### What you will do
Would you output the listing exactly, with every image omitted?

### Extracted material
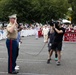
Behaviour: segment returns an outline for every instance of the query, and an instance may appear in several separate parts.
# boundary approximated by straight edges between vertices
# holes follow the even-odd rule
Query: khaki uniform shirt
[[[13,24],[12,23],[9,23],[7,28],[11,27]],[[8,30],[7,30],[7,38],[9,39],[17,39],[17,35],[18,35],[18,32],[17,32],[17,27],[15,27],[13,33],[10,33]]]

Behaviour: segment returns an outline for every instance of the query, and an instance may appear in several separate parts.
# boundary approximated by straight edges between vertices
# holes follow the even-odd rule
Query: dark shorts
[[[48,43],[48,51],[50,52],[51,50],[51,43]]]
[[[52,50],[61,51],[62,50],[62,42],[55,42],[51,45]]]

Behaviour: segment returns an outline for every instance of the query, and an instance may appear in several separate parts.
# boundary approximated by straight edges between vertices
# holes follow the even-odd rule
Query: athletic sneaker
[[[58,58],[55,58],[55,61],[58,61]]]
[[[51,60],[51,59],[48,59],[48,60],[47,60],[47,64],[49,64],[49,63],[50,63],[50,60]]]
[[[57,61],[57,62],[56,62],[56,65],[57,65],[57,66],[60,66],[61,64],[60,64],[60,62]]]

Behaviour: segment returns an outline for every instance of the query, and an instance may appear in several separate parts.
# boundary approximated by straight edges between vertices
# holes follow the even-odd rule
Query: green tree
[[[72,7],[72,22],[76,23],[76,0],[68,0]]]
[[[8,2],[3,6],[3,17],[7,19],[11,14],[18,14],[19,21],[26,21],[30,11],[29,0],[7,0]],[[6,12],[6,13],[5,13]]]
[[[67,9],[67,0],[0,0],[0,19],[16,13],[19,22],[45,22],[63,18]]]

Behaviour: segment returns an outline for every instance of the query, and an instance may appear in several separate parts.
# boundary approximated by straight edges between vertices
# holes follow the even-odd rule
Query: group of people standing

### Solution to the exercise
Behaviour: segment returns an outline for every instance of the query, and an instance may appear in several separate parts.
# boundary approximated by straight edges between vertices
# holes follow the even-odd rule
Query: khaki uniform shirt
[[[13,24],[12,23],[9,23],[7,28],[11,27]],[[8,30],[7,30],[7,38],[9,39],[17,39],[17,35],[18,35],[18,32],[17,32],[17,27],[15,27],[13,33],[10,33]]]

Behaviour: segment returns an outline for every instance of the query, and an instance may appear in several separate parts.
# boundary approximated by straight edges between vertices
# holes follow the even-odd rule
Query: dark shorts
[[[48,43],[48,51],[50,52],[51,50],[51,43]]]
[[[52,50],[61,51],[62,50],[62,42],[55,42],[51,45]]]

Behaviour: segment returns an outline for every instance of the query, and an instance may appear in several separate parts.
# boundary approximated by straight edges between vertices
# holes follow the even-odd rule
Query: athletic sneaker
[[[58,58],[55,58],[55,61],[58,61]]]
[[[51,60],[51,59],[48,59],[48,60],[47,60],[47,64],[49,64],[49,63],[50,63],[50,60]]]
[[[57,61],[57,62],[56,62],[56,65],[57,65],[57,66],[60,66],[61,64],[60,64],[60,62]]]

Behaviour: segment returns an outline for every instance of the query, and an instance may appear in several separate parts.
# boundary approximated by straight edges between vertices
# holes follow the even-odd rule
Query: green tree
[[[72,7],[72,22],[76,23],[76,0],[68,0]]]
[[[8,2],[3,6],[3,17],[7,19],[11,14],[18,14],[19,21],[26,21],[30,11],[29,0],[7,0]],[[6,12],[6,13],[5,13]]]
[[[67,9],[67,0],[0,0],[0,19],[16,13],[19,22],[45,22],[63,18]]]

Behaviour: segment returns an outline for every instance of the query, and an instance may appear in several separate parts.
# boundary approximated by straight edges between vertices
# holes follow the even-odd rule
Query: group of people standing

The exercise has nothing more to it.